Entries from a labeling collection ->
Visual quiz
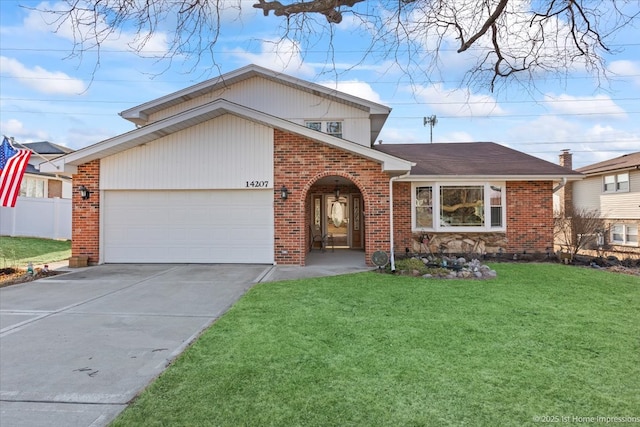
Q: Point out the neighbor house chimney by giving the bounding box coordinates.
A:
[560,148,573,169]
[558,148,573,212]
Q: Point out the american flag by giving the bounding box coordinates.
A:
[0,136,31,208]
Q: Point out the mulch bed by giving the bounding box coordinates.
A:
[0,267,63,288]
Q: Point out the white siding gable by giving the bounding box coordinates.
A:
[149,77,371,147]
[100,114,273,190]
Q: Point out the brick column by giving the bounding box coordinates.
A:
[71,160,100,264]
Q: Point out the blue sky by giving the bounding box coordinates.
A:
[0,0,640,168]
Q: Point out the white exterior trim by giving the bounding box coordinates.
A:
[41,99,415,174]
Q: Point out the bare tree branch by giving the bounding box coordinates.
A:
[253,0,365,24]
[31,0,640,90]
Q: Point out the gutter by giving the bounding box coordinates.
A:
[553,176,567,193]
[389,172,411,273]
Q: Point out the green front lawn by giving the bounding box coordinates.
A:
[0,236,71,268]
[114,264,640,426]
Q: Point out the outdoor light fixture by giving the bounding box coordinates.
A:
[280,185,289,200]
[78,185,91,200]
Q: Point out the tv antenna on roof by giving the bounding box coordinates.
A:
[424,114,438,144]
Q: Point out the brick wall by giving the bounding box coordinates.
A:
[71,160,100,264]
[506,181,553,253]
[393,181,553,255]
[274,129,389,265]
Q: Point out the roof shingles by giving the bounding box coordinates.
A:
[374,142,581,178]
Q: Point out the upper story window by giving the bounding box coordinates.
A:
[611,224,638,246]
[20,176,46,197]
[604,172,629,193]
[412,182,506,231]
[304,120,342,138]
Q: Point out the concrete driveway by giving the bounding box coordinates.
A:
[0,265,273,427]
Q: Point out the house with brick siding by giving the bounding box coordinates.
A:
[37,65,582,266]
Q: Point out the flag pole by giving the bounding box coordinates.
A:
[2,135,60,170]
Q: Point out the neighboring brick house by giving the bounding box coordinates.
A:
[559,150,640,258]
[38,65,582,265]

PROBLEM ->
Set out every line of the entries above as a Markdown table with a Row column for the row number and a Line column for the line itself. Skip blank lines and omit the pictures.

EXERCISE SOLUTION ->
| Row | Line |
|---|---|
| 1 | Visual quiz |
| 2 | Q: Point out the neighbor house chimney by giving the bounding box coordinates. |
| 3 | A: |
| 4 | [560,148,573,169] |
| 5 | [558,148,573,212] |
| 6 | Q: Point out the american flag by giving the bounding box coordinates. |
| 7 | A: |
| 8 | [0,136,31,208] |
| 9 | Q: Point out the mulch bed by giving the bounding box coordinates. |
| 10 | A: |
| 11 | [0,267,63,288] |
| 12 | Q: Point out the white siding gable by giving the bounding box coordinates. |
| 13 | A: |
| 14 | [149,77,371,147] |
| 15 | [100,114,273,190] |
| 16 | Q: Point out the brick column by giving the bounding box coordinates. |
| 17 | A: |
| 18 | [71,160,100,264] |
| 19 | Q: Point out the blue sky by giving the bounding box coordinates. |
| 20 | A: |
| 21 | [0,0,640,168] |
| 22 | Q: Point out the white exterior trim by giving the bounding box coordinates. |
| 23 | A: |
| 24 | [41,99,415,174] |
| 25 | Q: Point out the bare tree branch by giving the bounding box coordinates. |
| 26 | A: |
| 27 | [253,0,365,24] |
| 28 | [31,0,640,90] |
| 29 | Q: Point out the gutter by giving the bounding box coordinates. |
| 30 | A: |
| 31 | [553,176,567,193] |
| 32 | [389,172,411,273] |
| 33 | Q: Point out the green front lawn by giving the bounding box coordinates. |
| 34 | A: |
| 35 | [0,236,71,268] |
| 36 | [114,264,640,426] |
| 37 | Q: Point out the outdoor light fixture by giving the bounding box coordinates. |
| 38 | A: |
| 39 | [280,185,289,200] |
| 40 | [78,185,91,200] |
| 41 | Q: Point out the tv antenna on roof by giving the bounding box coordinates. |
| 42 | A: |
| 43 | [424,114,438,144] |
| 44 | Q: Point out the brick wall by giving the bounding box coordinates. |
| 45 | A: |
| 46 | [71,160,100,264] |
| 47 | [506,181,553,253] |
| 48 | [393,181,553,255] |
| 49 | [274,129,389,265] |
| 50 | Q: Point out the roof shingles by giving the bounding box coordinates. |
| 51 | A: |
| 52 | [374,142,581,178] |
| 53 | Q: Point out the upper story window by giving the bounding box coordinates. |
| 54 | A: |
| 55 | [611,224,638,246] |
| 56 | [20,176,46,197] |
| 57 | [604,172,629,193] |
| 58 | [412,182,506,231] |
| 59 | [304,120,342,138] |
| 60 | Q: Point out the concrete driveway by giving the bounding box coordinates. |
| 61 | A: |
| 62 | [0,265,273,427] |
| 63 | Q: Point out the house with brick siding by giving the bounding box coordinates. |
| 64 | A: |
| 65 | [37,65,582,266] |
| 66 | Q: Point out the flag pole by giving the bounding box coordinates. |
| 67 | A: |
| 68 | [2,135,60,170] |
| 69 | Q: Point out the neighboring brick house by giving the bounding box coordinates. |
| 70 | A: |
| 71 | [559,150,640,258] |
| 72 | [38,65,582,265] |